Rewrite the listing below with "pixel coordinate" changed to "pixel position" and nothing else altered.
* Start INPUT DATA *
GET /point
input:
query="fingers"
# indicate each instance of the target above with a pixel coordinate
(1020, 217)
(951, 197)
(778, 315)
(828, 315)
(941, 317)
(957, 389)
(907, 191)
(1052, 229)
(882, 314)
* End INPUT DATA *
**FULL SOLUTION**
GET /point
input:
query="fingers"
# indicate each instance of the target above with a pixel position
(1020, 217)
(951, 197)
(778, 315)
(828, 315)
(941, 317)
(957, 389)
(907, 191)
(1052, 229)
(882, 314)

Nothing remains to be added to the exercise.